§ To do:
Write out the data exactly as given, dropping every picture.

§ Data for processing:

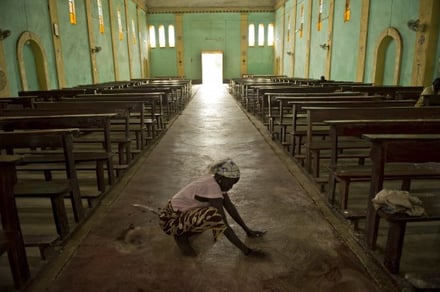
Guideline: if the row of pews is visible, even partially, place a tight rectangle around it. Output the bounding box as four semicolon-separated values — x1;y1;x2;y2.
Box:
232;76;440;286
0;78;192;289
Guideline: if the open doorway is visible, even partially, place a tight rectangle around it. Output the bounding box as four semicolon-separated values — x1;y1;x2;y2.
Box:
201;51;223;85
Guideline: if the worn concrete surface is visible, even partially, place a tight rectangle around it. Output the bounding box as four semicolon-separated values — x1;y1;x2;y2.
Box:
29;85;397;292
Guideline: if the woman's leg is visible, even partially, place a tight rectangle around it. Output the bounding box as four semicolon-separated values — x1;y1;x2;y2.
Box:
173;233;197;256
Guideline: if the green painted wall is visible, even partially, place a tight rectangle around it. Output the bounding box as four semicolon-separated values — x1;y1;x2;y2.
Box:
247;12;275;75
127;1;141;78
139;11;149;78
114;0;130;81
92;0;115;83
1;1;439;95
0;0;58;93
330;0;361;81
293;0;307;77
274;8;284;74
148;14;178;77
436;27;440;78
309;0;327;79
283;1;294;76
280;0;440;85
59;0;93;86
147;12;273;79
182;13;241;80
364;0;419;85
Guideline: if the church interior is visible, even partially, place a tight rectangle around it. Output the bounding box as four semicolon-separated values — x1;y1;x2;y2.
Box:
1;0;440;291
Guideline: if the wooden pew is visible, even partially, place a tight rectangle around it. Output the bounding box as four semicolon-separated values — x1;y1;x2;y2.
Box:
0;155;30;289
120;80;190;114
97;88;175;121
34;100;147;152
72;93;165;138
0;129;84;233
274;98;414;149
249;84;339;115
237;81;300;111
263;91;369;128
283;99;415;149
18;88;88;100
91;87;168;132
231;77;289;102
0;107;131;165
0;96;35;109
303;107;440;180
325;119;440;211
0;114;118;196
340;85;423;98
362;134;440;274
132;78;192;107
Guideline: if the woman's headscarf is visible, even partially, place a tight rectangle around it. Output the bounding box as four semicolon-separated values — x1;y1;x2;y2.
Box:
208;158;240;178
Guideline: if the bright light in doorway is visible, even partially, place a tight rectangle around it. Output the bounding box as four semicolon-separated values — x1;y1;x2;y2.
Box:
202;52;223;85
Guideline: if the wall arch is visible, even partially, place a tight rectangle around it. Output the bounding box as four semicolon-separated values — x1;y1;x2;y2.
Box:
372;27;402;85
17;31;50;91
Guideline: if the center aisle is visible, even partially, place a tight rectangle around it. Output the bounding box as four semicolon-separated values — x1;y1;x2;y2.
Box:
41;85;390;291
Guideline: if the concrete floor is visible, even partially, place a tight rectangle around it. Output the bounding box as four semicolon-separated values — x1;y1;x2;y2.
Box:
21;84;401;292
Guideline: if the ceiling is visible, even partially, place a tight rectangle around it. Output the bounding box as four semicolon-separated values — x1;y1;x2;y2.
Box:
142;0;277;9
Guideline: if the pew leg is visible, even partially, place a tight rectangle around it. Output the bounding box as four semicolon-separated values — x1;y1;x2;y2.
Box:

§ Output:
Guideline: if the row of pews is visible, even partially, place a tight rectangle around it. Output the bounding box as four semicolon-separated values — x1;y1;x2;y2.
Box:
232;76;440;286
0;78;192;289
Guideline: if the open doorway is visible, even partially, place a tight rectangle around it. Output the bounding box as four semicolon-separated values — x1;y1;x2;y2.
Box:
201;51;223;85
Guideline: if the worn concrete surface is visible, even partially, place a tight rectangle around it. Output the bounding box as four semicolon-separated values — x1;y1;x2;y2.
Box:
29;85;397;292
Guideline: if the woman's leg is visible, even partially, place a tight rectangle around it. Output the bounding box as four semicolon-separated values — x1;y1;x2;y2.
Box:
173;233;197;256
Guideline: if the green painted wall is visible, even partially, place a tight rectangle around it. Output the bounding box as four semicolon-separated values — x1;y1;x2;y2.
Box:
247;12;275;75
127;1;141;78
139;11;149;78
114;0;130;81
92;0;115;83
1;1;439;95
0;0;58;93
330;0;361;81
293;0;307;77
274;8;284;74
148;14;178;77
436;27;440;78
309;0;327;79
283;1;294;76
280;0;440;85
59;0;93;86
147;12;273;79
182;13;241;80
364;0;419;85
Guideline: if the church interior is visible, even partially, place a tight rectangle around it. Output the bounding box as four semicolon-separated values — x1;y1;x2;y2.
Box:
1;0;440;291
Guideline: if the wooden pew is visible, even partially, place a tight rectangle around it. Output the bounding box as four semicolon-separated values — x1;y1;x2;y2.
Box:
0;155;30;289
120;80;190;114
97;88;175;121
34;100;147;152
72;93;165;138
0;129;84;233
274;98;414;149
249;84;339;115
237;81;300;111
263;91;369;128
283;99;415;149
18;88;88;100
91;87;168;132
231;77;289;102
0;107;131;165
0;96;35;109
303;107;440;180
325;119;440;211
0;114;118;196
340;85;423;98
362;134;440;274
132;78;192;107
Guideline: if the woman's headscarf is visible, even partially, place a tight rectangle around it. Output the bounding box as four semicolon-separated values — x1;y1;x2;y2.
Box:
208;158;240;178
Guideline: if the bright light in doorway is visible, even partially, place a tight rectangle around it. Output the bounding box as four semicolon-separated values — x1;y1;x2;y2.
Box:
202;52;223;85
Guideline: if the wall arch is visible, even partially, place a tight rectangle around it. Output the bounding box as four semicolon-separated values — x1;y1;x2;y2.
Box:
372;27;402;85
17;31;50;91
Guideline: if the center aisle is visible, even partially, place a tight rectangle around it. Output the bounding box as four semicolon-separated values — x1;y1;x2;y2.
Box:
41;85;390;291
Guideline: if the concrete floor is visible, even partially, place a tight rectangle around it. Output the bounding box as four semicolon-separated values — x1;y1;x2;y2.
Box:
21;84;401;292
Guideline: if the ceiling is visible, even partially, place a tight rectangle around it. Output the bounding box as four semicolon-separated values — x1;y1;x2;y2.
Box:
142;0;277;9
Guideline: if the pew leg is visible, even partially, place a tight rectangle around it. Output the bounding box as four semicolon-separated values — x1;y1;x2;y2.
Box:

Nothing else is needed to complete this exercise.